◆ **APLIQUE A LEITURA**:
A – Indique se cada afirmação concorda com o texto sobre Fátima Menezes, respondendo sim ou não e citando literalmente as palavras decisivas: (i) o espetáculo "Festança" celebrou os 50 anos de atuação do Coretfal; (ii) segundo Fred Correia, Fátima Menezes se restringia ao canto coral; (iii) menos de 40 integrantes do Coretfal participaram do espetáculo.
B – Reescreva em forma de lista o parágrafo do texto sobre Fátima Menezes que começa com "Em agosto passado", preservando seus fatos principais.

Em agosto passado, como se adivinhasse os desígnios do destino, Fátima foi ovacionada pela plateia e pelos mais de 40 integrantes do Coretfal no espetáculo “Festança”, que celebrou os 50 anos de atuação do grupo. A apresentação no Teatro Deodoro mostrava o melhor do coral, com suas coreografias baseadas em folguedos populares, personagens divertidos e emocionantes e o brandir orgulhoso da cultura nordestina e brasileira.

Fátima Menezes estava à frente do Coretfal há mais de 40 anos - Foto: Divulgação

Para o artista Fred Correia, um dos legados de Fátima Menezes foi mostrar que é possível ter sucesso, com dedicação e ousadia, até mesmo em uma seara com poucas oportunidades.

“Ela teve uma ação muito forte, foi uma mulher que não ficava só no que fazia, que era o canto coral, onde ela formou várias gerações de coralistas. Viajou esse país todo, participou até de apresentações internacionais, foi uma pessoa superimportante em um campo onde não há muitas oportunidades, que é o canto coral”, reflete o atual presidente do Conselho Municipal de Políticas Culturais (CMPC) de Maceió.

◆ **TRECHOS DOS REGISTROS**:
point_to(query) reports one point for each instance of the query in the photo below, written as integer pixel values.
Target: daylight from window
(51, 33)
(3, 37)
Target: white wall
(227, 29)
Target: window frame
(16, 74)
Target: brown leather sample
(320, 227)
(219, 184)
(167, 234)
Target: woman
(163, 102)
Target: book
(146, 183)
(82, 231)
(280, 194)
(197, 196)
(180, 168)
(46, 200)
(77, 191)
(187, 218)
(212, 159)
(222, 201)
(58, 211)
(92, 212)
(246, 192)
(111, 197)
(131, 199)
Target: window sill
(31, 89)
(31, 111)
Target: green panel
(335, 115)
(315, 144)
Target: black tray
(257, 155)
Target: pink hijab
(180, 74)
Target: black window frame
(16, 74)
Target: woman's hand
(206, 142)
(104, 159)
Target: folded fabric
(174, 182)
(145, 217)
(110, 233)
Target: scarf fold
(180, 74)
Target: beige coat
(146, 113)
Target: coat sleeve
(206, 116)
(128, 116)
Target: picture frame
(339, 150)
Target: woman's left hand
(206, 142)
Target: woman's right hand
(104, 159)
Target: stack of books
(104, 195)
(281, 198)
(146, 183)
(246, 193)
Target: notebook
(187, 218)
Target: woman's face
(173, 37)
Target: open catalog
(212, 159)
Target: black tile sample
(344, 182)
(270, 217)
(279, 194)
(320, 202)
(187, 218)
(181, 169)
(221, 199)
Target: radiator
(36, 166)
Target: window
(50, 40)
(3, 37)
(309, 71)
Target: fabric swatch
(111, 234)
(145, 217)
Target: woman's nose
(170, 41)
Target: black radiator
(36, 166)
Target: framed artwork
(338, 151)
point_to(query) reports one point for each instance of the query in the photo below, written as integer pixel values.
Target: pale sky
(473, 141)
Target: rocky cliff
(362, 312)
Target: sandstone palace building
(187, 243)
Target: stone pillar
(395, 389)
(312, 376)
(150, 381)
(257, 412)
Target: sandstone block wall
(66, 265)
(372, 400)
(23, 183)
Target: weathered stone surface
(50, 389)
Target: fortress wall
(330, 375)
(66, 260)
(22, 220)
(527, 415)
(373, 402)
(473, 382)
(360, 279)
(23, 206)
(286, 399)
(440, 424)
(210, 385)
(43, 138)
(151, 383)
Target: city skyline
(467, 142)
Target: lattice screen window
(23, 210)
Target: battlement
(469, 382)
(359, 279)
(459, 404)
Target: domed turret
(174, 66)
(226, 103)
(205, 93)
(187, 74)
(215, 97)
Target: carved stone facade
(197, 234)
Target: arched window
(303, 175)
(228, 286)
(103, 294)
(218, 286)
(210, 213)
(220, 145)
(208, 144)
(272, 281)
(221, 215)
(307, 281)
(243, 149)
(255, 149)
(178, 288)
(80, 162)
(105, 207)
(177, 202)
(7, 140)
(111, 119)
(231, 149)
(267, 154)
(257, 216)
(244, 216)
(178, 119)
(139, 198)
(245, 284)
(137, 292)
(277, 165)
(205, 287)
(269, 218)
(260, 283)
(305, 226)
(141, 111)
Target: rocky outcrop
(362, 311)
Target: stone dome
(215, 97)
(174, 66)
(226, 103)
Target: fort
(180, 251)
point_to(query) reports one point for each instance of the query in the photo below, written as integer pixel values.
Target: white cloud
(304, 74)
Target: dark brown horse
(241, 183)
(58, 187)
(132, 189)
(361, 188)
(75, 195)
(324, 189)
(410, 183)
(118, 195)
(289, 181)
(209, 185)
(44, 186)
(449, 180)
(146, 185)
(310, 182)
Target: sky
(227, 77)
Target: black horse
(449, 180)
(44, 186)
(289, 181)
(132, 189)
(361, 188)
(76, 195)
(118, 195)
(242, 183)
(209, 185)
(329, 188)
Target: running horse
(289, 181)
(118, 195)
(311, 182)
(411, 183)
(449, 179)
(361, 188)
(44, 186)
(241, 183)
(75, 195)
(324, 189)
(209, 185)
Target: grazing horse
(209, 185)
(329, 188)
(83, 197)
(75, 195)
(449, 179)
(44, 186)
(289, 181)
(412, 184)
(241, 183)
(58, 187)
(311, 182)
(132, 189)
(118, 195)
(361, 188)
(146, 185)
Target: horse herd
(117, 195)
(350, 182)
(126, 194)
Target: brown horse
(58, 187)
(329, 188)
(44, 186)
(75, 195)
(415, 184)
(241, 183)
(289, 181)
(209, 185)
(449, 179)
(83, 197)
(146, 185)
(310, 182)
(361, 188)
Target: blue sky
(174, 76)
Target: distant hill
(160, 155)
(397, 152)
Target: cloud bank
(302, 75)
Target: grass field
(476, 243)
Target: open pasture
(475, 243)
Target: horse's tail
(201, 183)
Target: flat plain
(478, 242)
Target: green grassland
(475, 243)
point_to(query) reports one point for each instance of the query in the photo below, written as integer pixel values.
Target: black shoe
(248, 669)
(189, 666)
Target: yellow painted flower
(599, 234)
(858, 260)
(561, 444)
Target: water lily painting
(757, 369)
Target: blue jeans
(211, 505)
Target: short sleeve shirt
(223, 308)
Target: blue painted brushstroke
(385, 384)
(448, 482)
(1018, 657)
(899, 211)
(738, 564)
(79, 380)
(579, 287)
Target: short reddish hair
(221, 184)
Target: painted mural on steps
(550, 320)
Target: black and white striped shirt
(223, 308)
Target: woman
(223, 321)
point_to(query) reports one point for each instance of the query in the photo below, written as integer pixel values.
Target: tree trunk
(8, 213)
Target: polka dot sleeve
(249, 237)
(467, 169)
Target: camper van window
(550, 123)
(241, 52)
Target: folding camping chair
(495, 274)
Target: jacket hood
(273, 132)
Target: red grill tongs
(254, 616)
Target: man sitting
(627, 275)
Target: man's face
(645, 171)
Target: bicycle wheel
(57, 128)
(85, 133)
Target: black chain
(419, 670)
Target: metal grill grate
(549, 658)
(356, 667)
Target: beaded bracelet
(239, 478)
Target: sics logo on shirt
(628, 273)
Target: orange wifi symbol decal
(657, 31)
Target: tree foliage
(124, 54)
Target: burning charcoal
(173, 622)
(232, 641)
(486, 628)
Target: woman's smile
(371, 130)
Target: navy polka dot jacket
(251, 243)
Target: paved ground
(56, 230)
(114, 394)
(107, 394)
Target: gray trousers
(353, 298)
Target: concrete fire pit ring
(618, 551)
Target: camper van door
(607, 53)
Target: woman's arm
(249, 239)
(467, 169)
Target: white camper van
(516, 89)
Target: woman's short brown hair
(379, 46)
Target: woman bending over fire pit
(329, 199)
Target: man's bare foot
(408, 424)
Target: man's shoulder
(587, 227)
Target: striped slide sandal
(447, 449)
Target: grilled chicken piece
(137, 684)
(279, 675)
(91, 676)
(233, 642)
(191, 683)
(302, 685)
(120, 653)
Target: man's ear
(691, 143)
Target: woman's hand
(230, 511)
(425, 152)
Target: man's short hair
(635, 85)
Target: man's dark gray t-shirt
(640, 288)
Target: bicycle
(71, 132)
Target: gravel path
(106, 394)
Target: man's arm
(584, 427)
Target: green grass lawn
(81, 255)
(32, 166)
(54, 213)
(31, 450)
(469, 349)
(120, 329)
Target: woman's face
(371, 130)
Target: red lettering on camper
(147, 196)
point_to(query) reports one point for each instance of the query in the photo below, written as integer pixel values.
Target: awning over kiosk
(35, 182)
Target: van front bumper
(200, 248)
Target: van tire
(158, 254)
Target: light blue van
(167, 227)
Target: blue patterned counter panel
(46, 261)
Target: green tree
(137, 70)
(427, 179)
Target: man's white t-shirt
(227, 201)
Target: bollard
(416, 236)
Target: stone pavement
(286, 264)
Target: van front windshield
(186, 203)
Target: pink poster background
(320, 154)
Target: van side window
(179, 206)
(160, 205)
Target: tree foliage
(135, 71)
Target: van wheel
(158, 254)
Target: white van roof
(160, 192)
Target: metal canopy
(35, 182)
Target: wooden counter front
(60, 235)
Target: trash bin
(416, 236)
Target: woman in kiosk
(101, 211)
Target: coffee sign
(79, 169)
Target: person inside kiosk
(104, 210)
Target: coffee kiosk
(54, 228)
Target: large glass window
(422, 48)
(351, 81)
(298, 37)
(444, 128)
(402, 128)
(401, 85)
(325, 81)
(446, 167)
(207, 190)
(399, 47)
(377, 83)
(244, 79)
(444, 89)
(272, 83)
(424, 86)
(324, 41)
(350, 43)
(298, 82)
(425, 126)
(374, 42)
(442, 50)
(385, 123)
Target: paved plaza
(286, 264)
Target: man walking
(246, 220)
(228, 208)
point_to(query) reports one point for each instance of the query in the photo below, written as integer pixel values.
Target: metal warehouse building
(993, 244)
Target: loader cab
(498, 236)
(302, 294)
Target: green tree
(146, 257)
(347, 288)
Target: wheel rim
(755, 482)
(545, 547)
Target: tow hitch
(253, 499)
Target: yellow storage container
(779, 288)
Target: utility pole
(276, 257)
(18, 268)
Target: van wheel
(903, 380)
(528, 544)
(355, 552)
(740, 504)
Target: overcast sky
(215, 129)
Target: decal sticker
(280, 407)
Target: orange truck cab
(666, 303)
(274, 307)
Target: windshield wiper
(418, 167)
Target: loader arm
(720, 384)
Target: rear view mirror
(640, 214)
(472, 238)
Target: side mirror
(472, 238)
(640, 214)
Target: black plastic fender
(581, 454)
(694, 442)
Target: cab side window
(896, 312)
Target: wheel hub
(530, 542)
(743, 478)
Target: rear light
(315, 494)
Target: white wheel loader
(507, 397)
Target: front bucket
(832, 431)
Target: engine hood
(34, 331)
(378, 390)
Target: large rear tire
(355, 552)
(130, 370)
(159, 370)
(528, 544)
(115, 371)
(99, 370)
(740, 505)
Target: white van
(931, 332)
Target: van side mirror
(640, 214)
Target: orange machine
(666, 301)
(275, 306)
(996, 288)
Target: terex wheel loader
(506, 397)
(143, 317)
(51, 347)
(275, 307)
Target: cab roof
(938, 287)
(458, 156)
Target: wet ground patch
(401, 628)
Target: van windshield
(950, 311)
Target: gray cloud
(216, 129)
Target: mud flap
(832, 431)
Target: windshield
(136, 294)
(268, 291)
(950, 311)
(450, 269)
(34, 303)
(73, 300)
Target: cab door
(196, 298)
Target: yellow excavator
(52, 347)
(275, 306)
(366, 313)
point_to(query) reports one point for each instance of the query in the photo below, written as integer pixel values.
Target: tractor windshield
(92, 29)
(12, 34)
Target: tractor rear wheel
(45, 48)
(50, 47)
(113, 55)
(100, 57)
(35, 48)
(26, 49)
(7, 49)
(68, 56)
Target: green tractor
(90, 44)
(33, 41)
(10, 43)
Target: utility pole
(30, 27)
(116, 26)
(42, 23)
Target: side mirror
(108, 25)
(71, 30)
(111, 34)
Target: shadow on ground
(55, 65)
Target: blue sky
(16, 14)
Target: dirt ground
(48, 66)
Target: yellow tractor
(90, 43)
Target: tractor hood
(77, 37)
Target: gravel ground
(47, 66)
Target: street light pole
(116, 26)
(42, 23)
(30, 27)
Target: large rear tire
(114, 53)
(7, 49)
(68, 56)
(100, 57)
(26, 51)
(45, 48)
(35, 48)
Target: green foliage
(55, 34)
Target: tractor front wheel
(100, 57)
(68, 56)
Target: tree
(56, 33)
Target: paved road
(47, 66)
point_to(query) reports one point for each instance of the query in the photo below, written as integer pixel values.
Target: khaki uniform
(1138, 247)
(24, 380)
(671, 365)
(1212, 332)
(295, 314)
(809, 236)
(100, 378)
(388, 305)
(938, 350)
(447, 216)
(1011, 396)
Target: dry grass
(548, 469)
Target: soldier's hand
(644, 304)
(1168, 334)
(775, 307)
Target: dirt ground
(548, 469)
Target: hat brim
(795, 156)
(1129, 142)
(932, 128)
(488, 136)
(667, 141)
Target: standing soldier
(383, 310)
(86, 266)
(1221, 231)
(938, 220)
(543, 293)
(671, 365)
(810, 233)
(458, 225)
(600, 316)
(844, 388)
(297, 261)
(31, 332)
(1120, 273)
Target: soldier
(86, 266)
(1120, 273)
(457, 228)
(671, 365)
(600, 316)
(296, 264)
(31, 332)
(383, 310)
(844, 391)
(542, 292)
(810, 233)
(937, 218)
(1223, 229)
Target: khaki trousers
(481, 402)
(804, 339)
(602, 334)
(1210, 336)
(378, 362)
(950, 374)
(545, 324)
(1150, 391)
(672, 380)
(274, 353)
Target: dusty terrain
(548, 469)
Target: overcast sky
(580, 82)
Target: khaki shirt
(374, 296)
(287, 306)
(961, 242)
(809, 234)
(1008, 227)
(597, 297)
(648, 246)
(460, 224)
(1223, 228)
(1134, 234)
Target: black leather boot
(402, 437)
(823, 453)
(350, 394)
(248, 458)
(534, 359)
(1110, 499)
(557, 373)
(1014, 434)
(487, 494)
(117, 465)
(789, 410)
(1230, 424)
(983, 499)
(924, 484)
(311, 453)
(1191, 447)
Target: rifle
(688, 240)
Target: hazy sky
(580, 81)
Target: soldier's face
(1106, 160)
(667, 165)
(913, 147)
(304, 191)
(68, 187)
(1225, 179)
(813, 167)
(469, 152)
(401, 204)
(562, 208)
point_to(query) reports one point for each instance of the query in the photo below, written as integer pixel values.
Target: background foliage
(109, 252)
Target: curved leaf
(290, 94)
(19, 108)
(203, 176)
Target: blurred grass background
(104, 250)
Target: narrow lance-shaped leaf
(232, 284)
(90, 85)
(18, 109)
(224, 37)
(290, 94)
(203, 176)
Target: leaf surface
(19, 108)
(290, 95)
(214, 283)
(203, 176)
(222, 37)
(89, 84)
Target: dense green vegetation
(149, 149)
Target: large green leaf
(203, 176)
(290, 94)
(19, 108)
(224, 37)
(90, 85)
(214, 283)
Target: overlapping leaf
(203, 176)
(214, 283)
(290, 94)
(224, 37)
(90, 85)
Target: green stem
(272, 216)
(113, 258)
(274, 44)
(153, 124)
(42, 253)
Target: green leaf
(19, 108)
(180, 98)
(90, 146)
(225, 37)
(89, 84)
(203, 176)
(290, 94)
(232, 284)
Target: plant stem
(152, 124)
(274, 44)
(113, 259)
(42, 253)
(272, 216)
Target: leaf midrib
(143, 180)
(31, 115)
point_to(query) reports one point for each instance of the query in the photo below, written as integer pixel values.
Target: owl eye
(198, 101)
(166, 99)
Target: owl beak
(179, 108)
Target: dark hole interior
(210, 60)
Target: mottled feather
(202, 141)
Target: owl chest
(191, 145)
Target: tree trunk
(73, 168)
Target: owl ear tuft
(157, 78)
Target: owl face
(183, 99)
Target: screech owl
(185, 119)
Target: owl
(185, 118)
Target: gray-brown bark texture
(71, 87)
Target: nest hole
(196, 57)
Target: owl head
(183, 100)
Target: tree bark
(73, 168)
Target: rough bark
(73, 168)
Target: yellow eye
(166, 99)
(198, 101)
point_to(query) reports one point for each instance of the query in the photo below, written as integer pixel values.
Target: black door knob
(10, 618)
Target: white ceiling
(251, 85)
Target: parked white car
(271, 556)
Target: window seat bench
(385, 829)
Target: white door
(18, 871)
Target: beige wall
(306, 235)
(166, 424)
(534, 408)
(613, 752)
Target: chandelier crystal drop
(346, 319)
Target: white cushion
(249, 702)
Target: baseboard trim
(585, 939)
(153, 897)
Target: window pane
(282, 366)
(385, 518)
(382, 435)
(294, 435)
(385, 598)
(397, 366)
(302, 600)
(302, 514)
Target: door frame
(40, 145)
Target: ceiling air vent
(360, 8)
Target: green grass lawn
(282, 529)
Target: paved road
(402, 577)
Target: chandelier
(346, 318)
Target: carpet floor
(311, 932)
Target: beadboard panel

◆ **RESULTADOS DOS EXERCÍCIOS**:
A –
(i) Sim: "que celebrou os 50 anos de atuação do grupo".
(ii) Não: "foi uma mulher que não ficava só no que fazia".
(iii) Não: "pelos mais de 40 integrantes do Coretfal".

B –
- Em agosto passado, Fátima foi ovacionada pela plateia e por mais de 40 integrantes do Coretfal.
- A ovação ocorreu no espetáculo "Festança", que celebrou os 50 anos de atuação do grupo.
- A apresentação, no Teatro Deodoro, mostrava o melhor do coral.
- O espetáculo reunia coreografias baseadas em folguedos populares e personagens divertidos e emocionantes.
- Exibia ainda o brandir orgulhoso da cultura nordestina e brasileira.